** START Text extract **

CODEWITHSUNDEEP
javascriptjqueryajax
Tim H
Tim H

Reputation: 205

Popup wont open upon JQuery Ajax success

I can't get changeuserjudge.php to open. I've put it in several other places without any success whatsoever. Can anyone tell me why this is?

JQuery:

    $('#userCreateSave').click(function(){
                var success = false;    
                var createUserName = $('#createUserName').val();
                var createUserEmail = $('#createUserEmail').val();
                var createUserType = $('#createUserType').val();
                if (jQuery.trim($('#createUserEmail').val()).length<1){
                    alert ("Please enter an email address.");
                    return false;
                }
                else {

                    $.ajax({   
                            type: "POST",   
                            url: "adminmenu.php",   
                            data: 'createUserName=' + createUserName + '&createUserEmail=' + createUserEmail+ '&createUserType=' + createUserType,
                            success: function(){
                                success = true;
                                $('#newCreateRow').remove();
                                $('#tableUsers tr:first').after('<tr class="altr"><td>-</td><td>'+createUserName+'</td><td>'+createUserEmail+'</td><td>'+createUserType+'</td><td>Active</td></tr>');
                                $('#newUserLink').show();
                            }

                        }); 
                }
                    if(success) {
                       window.open("changeuserjudge.php"); 
                    }
            });

Upvotes: 0

Views: 2412

Answers (4)

** END Text extract **
** START Entries shown **

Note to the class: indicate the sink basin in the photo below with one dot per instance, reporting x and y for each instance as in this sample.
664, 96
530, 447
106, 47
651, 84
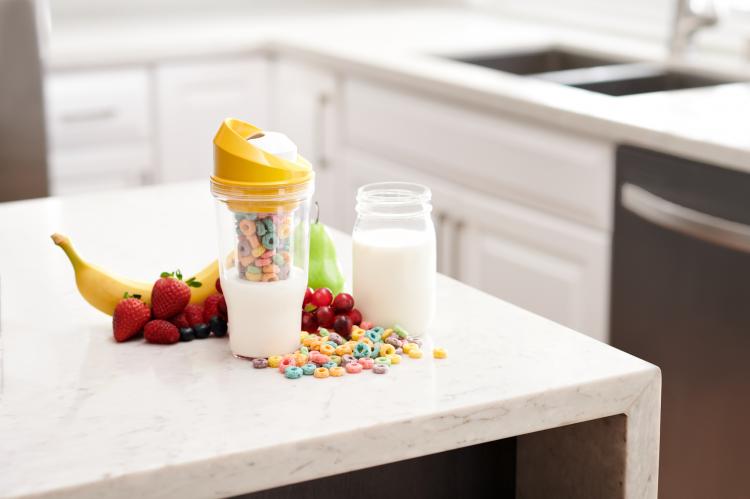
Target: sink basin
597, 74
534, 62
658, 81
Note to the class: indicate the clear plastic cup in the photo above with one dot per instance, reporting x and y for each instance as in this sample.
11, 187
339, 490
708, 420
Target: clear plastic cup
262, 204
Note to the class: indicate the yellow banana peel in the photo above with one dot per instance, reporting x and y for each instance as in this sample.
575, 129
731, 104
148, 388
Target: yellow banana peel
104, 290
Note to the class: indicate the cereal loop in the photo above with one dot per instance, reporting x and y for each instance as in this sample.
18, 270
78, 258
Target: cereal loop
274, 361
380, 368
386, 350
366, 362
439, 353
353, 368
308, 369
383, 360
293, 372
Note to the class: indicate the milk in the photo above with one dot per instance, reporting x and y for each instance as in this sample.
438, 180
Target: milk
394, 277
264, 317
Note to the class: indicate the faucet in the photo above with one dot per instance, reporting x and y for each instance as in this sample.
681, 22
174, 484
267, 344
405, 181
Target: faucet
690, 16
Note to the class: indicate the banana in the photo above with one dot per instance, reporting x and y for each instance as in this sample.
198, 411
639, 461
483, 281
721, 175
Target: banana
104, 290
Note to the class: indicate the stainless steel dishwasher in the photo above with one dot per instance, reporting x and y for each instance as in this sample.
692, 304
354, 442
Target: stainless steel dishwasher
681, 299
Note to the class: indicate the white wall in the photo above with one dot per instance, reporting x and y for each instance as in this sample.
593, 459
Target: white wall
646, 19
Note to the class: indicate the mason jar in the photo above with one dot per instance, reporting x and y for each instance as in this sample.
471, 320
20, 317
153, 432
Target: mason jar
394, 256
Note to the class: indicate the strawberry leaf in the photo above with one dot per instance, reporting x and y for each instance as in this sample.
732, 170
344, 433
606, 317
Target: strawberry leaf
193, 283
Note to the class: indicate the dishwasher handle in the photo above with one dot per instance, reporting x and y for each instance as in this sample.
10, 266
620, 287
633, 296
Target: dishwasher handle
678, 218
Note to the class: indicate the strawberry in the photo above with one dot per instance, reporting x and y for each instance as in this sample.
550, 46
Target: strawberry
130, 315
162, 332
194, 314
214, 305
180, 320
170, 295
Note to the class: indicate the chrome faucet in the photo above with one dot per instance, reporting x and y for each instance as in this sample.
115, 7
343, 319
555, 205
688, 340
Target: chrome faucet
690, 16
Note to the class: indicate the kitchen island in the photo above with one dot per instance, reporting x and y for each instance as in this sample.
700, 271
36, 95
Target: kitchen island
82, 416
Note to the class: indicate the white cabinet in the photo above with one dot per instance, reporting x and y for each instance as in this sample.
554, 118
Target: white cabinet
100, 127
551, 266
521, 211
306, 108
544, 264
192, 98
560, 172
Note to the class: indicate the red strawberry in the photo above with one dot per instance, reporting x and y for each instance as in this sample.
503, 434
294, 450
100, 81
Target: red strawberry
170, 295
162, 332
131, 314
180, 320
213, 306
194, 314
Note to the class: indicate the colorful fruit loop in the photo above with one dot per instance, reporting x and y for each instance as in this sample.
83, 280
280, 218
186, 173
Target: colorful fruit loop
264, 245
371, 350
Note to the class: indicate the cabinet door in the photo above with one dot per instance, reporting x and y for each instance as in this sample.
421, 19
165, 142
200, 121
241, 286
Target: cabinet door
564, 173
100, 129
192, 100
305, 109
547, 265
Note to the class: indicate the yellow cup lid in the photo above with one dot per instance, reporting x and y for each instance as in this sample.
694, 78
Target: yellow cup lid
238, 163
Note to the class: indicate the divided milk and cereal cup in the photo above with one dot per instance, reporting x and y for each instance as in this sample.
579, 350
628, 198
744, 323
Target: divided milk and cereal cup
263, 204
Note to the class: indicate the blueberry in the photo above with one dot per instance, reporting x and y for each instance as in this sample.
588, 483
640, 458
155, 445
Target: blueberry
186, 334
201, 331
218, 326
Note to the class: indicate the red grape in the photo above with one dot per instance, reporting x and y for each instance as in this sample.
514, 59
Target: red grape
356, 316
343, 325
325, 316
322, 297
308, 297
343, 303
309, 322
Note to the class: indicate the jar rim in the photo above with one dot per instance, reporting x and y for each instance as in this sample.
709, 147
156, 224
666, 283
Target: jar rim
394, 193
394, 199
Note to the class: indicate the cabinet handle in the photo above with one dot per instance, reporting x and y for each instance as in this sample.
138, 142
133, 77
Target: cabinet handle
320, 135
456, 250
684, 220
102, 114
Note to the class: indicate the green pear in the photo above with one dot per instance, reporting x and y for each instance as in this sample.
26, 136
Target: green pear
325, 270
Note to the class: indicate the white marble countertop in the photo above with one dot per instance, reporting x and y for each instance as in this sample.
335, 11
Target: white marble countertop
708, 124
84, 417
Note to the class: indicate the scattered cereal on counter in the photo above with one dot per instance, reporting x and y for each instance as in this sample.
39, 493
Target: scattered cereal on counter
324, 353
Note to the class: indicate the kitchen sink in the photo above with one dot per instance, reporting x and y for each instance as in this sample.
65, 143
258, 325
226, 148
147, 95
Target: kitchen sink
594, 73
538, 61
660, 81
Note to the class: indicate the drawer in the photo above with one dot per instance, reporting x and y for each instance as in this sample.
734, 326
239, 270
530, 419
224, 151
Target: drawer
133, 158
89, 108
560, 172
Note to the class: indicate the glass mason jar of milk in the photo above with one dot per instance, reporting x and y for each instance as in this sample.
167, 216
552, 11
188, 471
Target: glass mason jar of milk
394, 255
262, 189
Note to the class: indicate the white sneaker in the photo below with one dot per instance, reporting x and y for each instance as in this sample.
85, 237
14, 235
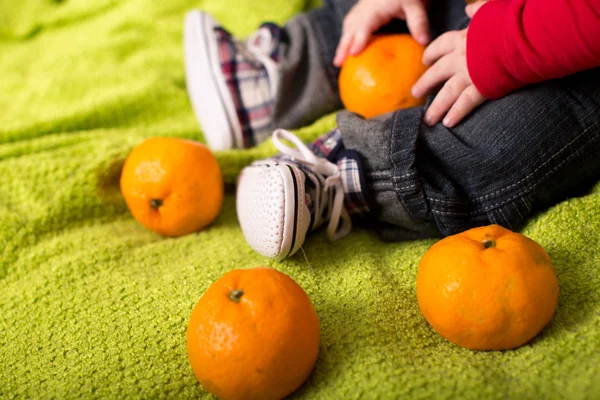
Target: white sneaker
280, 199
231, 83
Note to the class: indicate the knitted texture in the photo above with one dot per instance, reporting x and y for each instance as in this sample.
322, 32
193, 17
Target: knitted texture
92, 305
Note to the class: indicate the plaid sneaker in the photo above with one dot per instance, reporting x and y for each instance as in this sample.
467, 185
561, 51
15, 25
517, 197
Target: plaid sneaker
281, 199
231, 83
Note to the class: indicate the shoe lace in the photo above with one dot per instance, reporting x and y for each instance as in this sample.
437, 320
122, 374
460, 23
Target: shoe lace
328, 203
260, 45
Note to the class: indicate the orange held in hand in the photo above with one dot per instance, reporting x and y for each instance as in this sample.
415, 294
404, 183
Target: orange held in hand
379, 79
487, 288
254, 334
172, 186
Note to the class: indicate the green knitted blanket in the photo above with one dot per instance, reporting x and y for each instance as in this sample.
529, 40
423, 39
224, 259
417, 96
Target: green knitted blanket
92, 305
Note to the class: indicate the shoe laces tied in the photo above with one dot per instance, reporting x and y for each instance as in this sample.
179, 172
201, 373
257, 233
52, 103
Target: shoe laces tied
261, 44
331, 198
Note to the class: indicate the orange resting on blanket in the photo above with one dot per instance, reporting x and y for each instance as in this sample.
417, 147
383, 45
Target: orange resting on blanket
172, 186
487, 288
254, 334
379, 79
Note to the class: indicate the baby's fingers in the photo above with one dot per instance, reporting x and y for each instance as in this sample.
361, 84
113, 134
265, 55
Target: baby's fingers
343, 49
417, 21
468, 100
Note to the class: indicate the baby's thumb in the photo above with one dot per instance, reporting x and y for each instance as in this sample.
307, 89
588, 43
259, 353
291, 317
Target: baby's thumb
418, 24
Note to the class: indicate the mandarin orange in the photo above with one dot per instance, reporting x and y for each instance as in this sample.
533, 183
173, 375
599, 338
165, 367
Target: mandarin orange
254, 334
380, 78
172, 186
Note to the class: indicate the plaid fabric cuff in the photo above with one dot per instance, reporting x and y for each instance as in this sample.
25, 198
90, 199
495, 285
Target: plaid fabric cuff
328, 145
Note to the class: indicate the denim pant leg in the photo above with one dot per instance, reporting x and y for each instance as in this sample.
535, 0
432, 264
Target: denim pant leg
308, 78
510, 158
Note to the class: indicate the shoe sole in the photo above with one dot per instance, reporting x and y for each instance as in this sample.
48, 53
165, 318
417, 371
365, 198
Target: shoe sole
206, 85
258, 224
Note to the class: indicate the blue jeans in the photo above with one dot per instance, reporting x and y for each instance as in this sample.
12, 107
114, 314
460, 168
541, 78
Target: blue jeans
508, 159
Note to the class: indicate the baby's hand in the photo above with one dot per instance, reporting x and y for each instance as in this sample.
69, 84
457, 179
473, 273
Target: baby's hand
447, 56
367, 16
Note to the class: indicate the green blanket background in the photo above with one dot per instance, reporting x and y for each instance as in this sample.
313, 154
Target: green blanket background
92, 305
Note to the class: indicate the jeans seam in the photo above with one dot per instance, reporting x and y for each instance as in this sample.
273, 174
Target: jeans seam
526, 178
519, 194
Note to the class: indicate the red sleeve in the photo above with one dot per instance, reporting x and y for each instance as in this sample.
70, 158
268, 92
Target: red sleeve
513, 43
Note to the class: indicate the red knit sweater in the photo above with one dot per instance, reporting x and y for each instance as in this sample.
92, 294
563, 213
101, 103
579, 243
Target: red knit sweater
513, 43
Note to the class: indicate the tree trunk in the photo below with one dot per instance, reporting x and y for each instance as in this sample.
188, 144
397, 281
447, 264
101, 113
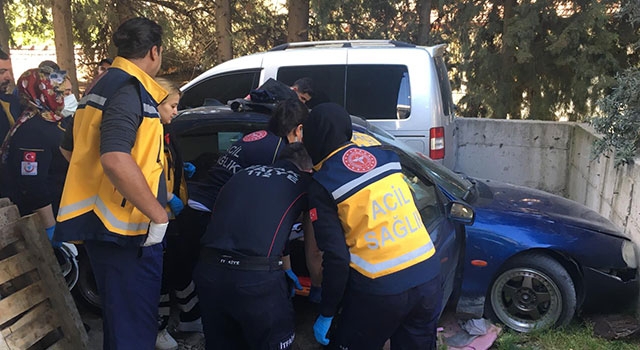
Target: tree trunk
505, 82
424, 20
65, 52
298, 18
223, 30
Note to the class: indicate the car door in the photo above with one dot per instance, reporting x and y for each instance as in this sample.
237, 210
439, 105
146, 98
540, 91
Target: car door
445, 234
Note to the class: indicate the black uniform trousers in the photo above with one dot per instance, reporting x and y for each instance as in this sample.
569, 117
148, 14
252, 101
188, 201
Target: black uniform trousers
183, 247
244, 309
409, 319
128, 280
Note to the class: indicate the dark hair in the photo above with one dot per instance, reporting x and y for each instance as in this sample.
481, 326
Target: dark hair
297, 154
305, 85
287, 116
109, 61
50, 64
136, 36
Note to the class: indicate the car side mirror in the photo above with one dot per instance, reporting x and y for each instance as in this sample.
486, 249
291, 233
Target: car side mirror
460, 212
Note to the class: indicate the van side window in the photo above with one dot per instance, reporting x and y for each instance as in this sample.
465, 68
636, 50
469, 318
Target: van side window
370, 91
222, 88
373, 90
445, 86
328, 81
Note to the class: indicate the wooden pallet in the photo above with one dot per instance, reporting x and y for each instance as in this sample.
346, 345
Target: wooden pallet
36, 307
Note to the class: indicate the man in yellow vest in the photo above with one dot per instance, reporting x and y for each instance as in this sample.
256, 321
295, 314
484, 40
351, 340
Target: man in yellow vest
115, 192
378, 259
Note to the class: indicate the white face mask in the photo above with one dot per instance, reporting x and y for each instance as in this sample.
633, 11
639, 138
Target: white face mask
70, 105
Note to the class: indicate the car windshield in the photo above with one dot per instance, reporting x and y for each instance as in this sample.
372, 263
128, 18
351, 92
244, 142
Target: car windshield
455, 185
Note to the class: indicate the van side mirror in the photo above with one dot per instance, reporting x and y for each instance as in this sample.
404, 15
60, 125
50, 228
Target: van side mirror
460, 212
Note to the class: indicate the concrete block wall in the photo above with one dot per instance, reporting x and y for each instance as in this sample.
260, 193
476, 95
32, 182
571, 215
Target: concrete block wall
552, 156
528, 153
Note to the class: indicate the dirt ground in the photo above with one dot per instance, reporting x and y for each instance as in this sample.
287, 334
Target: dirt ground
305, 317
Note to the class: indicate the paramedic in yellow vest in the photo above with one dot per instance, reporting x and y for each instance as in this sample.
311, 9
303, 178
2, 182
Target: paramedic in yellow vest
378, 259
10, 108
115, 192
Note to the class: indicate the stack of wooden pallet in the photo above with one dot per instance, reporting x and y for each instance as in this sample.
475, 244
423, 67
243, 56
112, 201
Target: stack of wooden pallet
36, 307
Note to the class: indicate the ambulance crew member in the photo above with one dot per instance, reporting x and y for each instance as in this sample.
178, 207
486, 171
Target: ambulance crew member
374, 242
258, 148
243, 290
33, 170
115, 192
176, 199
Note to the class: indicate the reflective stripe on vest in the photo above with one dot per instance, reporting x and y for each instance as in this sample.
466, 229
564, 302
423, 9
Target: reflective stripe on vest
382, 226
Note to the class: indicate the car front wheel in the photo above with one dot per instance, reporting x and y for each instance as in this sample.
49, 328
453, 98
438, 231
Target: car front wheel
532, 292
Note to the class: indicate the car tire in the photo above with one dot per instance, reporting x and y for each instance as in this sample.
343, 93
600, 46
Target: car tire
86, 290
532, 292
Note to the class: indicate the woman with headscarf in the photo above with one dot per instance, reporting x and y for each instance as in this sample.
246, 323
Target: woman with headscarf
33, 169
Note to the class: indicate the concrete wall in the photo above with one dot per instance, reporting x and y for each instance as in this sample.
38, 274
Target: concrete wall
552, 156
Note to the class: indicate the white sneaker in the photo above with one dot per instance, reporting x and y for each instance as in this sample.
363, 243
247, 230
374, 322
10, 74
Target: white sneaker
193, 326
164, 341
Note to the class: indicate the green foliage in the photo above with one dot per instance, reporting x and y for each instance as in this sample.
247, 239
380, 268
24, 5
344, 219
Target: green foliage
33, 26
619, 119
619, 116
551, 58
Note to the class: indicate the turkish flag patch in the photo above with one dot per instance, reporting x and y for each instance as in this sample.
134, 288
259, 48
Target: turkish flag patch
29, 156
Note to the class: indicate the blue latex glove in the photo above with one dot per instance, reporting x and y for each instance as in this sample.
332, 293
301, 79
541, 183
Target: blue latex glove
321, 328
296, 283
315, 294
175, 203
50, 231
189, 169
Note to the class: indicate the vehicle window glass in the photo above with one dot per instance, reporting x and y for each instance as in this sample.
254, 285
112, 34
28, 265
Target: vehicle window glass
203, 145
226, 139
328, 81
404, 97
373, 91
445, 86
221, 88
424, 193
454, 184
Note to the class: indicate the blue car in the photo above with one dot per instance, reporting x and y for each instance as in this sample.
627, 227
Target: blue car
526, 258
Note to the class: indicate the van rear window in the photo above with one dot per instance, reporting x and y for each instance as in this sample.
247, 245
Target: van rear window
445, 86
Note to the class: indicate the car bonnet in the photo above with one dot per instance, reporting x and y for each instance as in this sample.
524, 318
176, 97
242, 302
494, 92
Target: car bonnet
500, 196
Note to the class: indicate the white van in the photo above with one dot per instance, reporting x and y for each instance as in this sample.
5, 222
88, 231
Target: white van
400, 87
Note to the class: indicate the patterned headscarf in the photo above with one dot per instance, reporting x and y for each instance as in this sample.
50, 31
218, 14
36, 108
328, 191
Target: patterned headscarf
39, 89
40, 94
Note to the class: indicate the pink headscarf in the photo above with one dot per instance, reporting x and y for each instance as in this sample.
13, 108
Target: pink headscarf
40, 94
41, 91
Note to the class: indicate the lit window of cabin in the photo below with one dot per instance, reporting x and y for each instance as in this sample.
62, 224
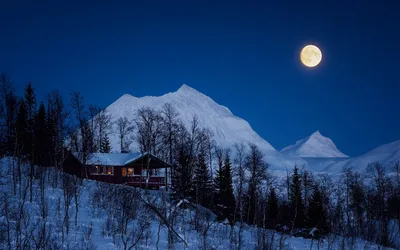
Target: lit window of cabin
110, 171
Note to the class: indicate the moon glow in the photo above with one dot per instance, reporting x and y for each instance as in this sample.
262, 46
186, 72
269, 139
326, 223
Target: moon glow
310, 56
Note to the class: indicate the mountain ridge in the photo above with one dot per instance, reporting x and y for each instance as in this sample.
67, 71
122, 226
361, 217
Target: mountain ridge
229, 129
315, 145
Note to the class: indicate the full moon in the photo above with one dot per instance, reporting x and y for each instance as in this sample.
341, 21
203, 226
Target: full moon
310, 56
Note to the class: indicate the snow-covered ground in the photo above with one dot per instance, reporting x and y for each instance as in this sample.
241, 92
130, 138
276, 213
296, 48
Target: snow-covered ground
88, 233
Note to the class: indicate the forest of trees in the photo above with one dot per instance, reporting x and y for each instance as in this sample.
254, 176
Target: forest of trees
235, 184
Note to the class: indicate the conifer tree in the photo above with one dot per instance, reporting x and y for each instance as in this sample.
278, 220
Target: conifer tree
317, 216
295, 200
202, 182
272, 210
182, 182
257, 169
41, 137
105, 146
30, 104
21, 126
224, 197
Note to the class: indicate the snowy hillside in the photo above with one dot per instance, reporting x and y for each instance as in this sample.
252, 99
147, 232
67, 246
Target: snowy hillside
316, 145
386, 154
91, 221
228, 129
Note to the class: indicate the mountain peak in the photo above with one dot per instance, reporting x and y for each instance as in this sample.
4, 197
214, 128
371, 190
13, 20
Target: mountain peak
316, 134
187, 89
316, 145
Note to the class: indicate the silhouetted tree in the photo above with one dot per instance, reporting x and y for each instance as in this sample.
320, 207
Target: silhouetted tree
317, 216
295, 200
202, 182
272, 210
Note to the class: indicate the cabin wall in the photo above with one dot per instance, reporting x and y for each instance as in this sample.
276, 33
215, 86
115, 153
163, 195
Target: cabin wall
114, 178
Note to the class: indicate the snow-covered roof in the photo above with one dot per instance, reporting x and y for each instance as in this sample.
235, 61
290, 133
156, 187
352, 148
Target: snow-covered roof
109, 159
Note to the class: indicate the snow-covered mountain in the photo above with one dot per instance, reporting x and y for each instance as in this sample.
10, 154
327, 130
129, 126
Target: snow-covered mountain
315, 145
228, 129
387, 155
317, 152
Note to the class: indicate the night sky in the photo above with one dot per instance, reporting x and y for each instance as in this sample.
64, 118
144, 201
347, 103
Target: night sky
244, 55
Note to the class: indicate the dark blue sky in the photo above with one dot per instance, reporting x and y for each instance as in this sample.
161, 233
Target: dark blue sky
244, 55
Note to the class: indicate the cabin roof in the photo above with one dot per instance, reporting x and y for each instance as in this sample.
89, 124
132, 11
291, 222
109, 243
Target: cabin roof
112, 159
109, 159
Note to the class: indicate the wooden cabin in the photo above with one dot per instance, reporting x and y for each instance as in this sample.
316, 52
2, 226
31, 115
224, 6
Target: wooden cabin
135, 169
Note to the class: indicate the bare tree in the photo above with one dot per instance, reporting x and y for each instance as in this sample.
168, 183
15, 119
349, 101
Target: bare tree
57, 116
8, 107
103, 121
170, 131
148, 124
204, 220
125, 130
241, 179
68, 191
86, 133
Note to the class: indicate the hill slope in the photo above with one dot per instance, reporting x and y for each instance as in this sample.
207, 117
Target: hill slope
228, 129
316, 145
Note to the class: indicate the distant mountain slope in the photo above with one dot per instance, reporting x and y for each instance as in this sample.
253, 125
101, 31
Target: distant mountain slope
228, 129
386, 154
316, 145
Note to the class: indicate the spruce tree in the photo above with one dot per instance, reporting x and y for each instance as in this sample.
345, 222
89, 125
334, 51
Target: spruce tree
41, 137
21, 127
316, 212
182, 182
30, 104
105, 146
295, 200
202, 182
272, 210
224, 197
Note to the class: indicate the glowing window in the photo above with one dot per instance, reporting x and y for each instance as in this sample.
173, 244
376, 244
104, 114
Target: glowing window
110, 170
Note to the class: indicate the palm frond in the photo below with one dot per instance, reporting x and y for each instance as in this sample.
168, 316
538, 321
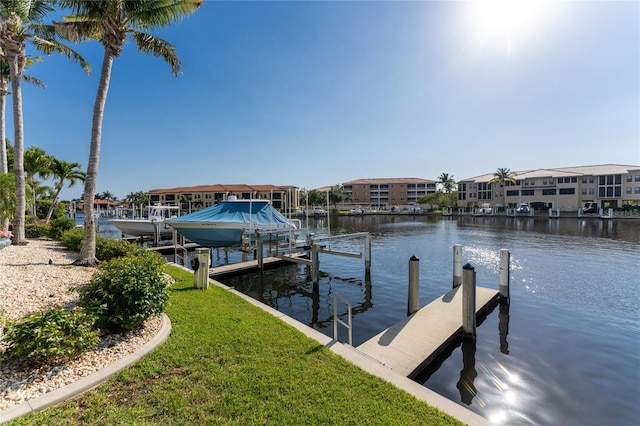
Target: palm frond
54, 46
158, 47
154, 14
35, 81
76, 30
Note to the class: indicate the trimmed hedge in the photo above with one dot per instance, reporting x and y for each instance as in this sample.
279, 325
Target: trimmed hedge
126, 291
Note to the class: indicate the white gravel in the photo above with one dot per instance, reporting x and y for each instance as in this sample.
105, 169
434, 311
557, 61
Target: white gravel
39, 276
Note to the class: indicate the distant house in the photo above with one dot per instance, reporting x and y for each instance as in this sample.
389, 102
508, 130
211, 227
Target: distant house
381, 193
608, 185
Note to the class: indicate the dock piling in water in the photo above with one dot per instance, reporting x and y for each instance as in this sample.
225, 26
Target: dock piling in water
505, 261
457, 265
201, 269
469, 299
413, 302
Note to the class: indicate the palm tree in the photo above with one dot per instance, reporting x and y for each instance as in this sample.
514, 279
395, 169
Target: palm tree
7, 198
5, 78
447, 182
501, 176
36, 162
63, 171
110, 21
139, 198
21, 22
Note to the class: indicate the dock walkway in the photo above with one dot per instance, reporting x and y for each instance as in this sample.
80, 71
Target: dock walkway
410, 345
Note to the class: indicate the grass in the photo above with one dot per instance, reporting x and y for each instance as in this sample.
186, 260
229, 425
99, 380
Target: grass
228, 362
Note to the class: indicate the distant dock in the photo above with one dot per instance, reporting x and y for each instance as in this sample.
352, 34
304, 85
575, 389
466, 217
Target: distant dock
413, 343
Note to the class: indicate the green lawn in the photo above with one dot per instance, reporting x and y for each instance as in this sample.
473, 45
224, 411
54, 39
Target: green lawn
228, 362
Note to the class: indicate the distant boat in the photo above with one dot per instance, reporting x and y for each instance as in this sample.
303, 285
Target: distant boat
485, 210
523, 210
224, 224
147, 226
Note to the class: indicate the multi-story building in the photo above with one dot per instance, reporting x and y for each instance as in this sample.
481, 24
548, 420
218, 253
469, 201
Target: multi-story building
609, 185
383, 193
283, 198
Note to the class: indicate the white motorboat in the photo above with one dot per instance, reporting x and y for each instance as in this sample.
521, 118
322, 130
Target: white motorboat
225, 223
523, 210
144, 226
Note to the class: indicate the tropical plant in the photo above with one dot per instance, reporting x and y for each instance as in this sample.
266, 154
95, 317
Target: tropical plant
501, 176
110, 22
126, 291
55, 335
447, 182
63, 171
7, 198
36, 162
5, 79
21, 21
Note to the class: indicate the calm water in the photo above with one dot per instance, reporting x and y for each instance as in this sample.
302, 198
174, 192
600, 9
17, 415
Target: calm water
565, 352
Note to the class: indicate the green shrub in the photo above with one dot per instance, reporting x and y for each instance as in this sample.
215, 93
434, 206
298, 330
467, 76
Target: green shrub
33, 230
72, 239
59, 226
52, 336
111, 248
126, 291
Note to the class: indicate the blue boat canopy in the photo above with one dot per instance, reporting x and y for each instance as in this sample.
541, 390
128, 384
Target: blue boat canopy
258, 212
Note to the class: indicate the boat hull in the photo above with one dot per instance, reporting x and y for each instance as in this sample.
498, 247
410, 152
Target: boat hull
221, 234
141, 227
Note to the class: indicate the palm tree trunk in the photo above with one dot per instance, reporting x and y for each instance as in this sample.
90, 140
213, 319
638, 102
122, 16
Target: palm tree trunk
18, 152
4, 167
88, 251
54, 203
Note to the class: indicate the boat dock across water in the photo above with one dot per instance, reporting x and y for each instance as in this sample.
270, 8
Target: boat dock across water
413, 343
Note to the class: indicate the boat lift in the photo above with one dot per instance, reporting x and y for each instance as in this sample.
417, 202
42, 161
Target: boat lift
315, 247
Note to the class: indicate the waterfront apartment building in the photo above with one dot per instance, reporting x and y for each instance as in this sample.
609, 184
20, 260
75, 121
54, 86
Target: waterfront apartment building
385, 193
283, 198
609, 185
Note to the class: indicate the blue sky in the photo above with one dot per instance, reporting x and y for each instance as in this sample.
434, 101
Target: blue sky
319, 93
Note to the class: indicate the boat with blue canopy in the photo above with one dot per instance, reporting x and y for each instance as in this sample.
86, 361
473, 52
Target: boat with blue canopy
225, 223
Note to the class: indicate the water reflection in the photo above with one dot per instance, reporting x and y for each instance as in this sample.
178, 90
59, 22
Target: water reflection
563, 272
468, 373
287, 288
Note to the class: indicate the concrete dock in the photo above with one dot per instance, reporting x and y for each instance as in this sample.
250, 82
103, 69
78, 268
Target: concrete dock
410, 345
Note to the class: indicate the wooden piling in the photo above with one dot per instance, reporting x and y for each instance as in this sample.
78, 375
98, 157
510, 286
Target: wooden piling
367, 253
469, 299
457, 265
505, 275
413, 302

** END Entries shown **

**Actions to take**:
a. In the forum thread, what alert message does the script show when the email field is left empty?
b. Write out the part of the forum thread between "Popup wont open" and "why this is?", inclusive, word for word.

**Answers given**:
a. "Please enter an email address."

b.
Popup wont open upon JQuery Ajax success

I can't get changeuserjudge.php to open. I've put it in several other places without any success whatsoever. Can anyone tell me why this is?